SECCIÓN DEL DOCUMENTO
Caracas es una ciudad larga con forma de insecto. Un insecto que nació en el centro de un valle y que se vio obligado a crecer a lo largo y no a lo ancho. Una gran montaña, desde su nacimiento como ciudad, definió su frontera norte, y una serie de pequeñas y abruptas lomas frenaron su crecimiento hacia el sur.
Caracas se fundó en lo que hoy entendemos como el oeste de la ciudad y poco a poco se fue extendiendo hacia el este, siguiéndole los pasos, a la vez que lo alimentaba y destruía con sus desechos, al río Guaire. Hoy el insecto crece alargando sus patas a través de túneles atravesando montañas. No hay manera de salir de Caracas sin tener que atravesar algún túnel o sorteando algún estrecho camino de montaña. Los caraqueños en cierta forma optamos por vivir en una especie de cárcel verde que nos limita geográficamente y nos ayuda a soportar lo que significa vivir rodeados de cerca de seis millones de personas en un área tan pequeña.
Igual que Caracas, a mí me tocó nacer en el oeste y, como parte de mi evolución, crecí junto con mi familia hacia el este de la ciudad. Nací en la Avenida San Martín, en la Maternidad Concepción Palacios, viví hasta los siete años en Alta Vista y, hace 43 años, una noche sin que me dijeran nada ni me lo consultaran, mis padres junto con mis dos hermanos, me trajeron al este de la ciudad, a Chacao de donde espero no tener que moverme más nunca en mi vida.
Los que tenemos 50 años viviendo en esta ciudad sabemos que aquí no todos los límites son geográficos. Los que aquí vivimos hemos aprendido cuáles son nuestras fronteras dentro de Caracas. Al menos que por alguna razón en especial nos veamos obligados a hacerlo, son muy pocos los caraqueños que se salen de su rutina geográfica. Caracas tiene muchas caras y hay que saber cómo comportarse delante de cada una de ellas, según el lugar de la ciudad donde uno viva frecuente o viva, frecuente o visite.
Los límites de mi ciudad los dicta, desde hace muchos años ya, mi actividad como corredor. Al norte, toda persona que corre y entrena en Caracas tiene el Ávila. Dudo que en esta ciudad todavía quede algún aficionado a la carrera que no haya subido un fin de semana a correr el Corta Fuegos, solo por mencionar la más cómoda y accesible de las tantas rutas que tiene el Ávila. Al sur de Caracas muchos corredores subimos hasta la urbanización la Lagunita y corremos por sus calles. La pista de la UCV es mi opción cuando estoy entrenando para alguna carrera específica.

DATOS REGISTRADOS
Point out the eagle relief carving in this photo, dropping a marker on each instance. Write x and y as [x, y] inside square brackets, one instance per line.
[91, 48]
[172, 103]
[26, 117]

TAREAS POR HACER
1. Devuelve sin cambios el fragmento del texto sobre Caracas que empieza en las palabras "Caracas se fundó" y termina después de "área tan pequeña.".
2. Escribe la continuación del texto sobre Caracas a partir de su última oración.

RESULTADOS FINALES
1.
Caracas se fundó en lo que hoy entendemos como el oeste de la ciudad y poco a poco se fue extendiendo hacia el este, siguiéndole los pasos, a la vez que lo alimentaba y destruía con sus desechos, al río Guaire. Hoy el insecto crece alargando sus patas a través de túneles atravesando montañas. No hay manera de salir de Caracas sin tener que atravesar algún túnel o sorteando algún estrecho camino de montaña. Los caraqueños en cierta forma optamos por vivir en una especie de cárcel verde que nos limita geográficamente y nos ayuda a soportar lo que significa vivir rodeados de cerca de seis millones de personas en un área tan pequeña.

2.
El Oeste de mi Caracas está claramente marcado por la línea roja de la pista de la Universidad Central, lo mismo que la línea blanca del Parque del Este, como su nombre bien lo dice, marca el extremo oriental de la Caracas que yo vivo. Aparte de este transitar en busca de los mejores sitios para entrenar, poco me muevo en esta ciudad, de la casa al trabajo todas las mañanas y de regreso puntual justo antes de las nueve de la noche. Pareciera ser una rutina agobiante, pero en mi caso resulta todo lo contrario. Los pocos sitios que frecuento, las personas con los que voy a estos lugares y lo que vamos a hacer en ellos, son la razón por la que sigo viviendo en la ciudad donde nací. Y como dijo alguna vez Federico Vegas: «Vivir en la ciudad donde uno nació es un lujo».
Llegar a la Plaza Venezuela antes de las cinco de la mañana, bajarse de un carro junto a unos amigos para irse caminando hasta el Parque los Caobos, un día cualquiera, podría considerarse como un deporte de alto riesgo. Pero el 24 de febrero de este año lo hice acompañado de miles de personas, todas animadas y, a su vez, ansiosas ante la expectativa de correr medio maratón algunos y otros completar los 42.195 metros a lo largo de Caracas.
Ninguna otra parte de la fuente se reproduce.